== Task data
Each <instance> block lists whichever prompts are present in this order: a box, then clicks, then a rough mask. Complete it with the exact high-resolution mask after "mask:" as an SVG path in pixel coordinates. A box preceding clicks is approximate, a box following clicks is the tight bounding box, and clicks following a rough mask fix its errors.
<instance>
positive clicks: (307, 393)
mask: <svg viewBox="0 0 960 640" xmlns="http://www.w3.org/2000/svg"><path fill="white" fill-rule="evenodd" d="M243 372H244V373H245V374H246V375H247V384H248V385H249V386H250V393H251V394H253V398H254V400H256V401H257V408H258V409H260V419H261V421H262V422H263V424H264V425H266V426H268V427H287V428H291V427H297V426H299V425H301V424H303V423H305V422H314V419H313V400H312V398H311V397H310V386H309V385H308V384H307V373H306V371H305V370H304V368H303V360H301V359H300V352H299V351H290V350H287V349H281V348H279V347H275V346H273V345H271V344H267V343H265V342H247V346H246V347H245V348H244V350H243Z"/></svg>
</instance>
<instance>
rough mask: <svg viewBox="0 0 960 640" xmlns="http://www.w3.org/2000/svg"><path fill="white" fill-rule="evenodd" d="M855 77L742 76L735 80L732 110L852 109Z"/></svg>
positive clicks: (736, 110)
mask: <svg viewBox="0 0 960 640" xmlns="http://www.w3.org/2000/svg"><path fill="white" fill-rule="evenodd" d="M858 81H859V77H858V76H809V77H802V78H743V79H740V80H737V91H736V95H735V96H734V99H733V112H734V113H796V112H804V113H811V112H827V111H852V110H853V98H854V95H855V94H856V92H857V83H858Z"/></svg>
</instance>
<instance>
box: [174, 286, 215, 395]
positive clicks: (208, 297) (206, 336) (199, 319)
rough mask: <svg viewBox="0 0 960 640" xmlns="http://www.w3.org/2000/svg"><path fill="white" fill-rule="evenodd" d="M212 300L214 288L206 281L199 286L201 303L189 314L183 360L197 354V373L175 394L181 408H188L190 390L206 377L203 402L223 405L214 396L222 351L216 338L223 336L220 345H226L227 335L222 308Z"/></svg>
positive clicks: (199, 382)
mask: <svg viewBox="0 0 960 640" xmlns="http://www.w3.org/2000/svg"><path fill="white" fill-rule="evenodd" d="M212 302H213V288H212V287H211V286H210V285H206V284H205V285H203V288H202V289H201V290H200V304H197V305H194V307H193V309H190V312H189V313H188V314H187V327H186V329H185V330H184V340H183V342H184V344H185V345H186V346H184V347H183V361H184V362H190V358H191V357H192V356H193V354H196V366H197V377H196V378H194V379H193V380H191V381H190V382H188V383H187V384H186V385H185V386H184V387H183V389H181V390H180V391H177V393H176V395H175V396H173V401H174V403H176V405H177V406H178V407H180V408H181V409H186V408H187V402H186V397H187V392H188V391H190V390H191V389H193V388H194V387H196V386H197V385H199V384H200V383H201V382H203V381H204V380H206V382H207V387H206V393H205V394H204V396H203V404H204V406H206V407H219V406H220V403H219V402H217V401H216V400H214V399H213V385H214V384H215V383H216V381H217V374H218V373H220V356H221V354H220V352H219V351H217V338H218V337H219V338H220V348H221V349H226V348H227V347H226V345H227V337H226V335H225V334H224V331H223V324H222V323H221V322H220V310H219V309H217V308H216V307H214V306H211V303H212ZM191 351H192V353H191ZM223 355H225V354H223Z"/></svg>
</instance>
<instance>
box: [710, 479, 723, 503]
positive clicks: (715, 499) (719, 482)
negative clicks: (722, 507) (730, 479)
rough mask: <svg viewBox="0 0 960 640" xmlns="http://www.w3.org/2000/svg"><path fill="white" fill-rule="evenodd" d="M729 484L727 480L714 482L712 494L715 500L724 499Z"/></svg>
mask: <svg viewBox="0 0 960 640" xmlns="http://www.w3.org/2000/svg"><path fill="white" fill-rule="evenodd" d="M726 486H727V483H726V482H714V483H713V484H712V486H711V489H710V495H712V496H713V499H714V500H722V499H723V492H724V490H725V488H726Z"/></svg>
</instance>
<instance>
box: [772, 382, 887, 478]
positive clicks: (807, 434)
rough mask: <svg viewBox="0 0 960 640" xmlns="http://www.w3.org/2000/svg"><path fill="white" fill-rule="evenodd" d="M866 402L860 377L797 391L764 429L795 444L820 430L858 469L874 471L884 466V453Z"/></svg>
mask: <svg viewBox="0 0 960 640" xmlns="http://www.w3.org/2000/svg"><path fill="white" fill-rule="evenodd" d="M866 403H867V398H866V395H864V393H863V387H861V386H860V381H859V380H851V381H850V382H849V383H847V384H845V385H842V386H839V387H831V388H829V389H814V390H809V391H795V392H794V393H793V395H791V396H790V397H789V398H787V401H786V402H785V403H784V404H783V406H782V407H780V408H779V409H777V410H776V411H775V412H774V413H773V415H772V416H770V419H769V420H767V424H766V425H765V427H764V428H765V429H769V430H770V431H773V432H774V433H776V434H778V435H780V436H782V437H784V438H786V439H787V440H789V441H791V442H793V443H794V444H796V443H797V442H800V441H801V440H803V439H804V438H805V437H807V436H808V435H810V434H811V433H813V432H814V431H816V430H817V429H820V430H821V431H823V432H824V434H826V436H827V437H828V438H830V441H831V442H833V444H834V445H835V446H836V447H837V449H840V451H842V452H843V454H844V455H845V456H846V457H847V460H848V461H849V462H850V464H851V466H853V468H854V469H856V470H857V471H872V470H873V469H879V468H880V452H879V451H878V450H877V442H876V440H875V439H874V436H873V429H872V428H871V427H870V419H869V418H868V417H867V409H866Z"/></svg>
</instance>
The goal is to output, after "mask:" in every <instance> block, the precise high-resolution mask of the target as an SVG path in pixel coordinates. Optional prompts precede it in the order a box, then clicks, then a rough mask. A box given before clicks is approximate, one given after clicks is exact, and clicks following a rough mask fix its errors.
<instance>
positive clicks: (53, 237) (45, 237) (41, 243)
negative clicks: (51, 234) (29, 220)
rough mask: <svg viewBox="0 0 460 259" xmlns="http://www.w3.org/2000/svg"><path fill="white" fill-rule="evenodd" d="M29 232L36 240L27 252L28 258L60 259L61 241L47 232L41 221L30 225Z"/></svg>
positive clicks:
====
What to produce: Count the lines in the rows above that contain the string "resolution", matching case exactly, and give only the number.

Response to this task: 2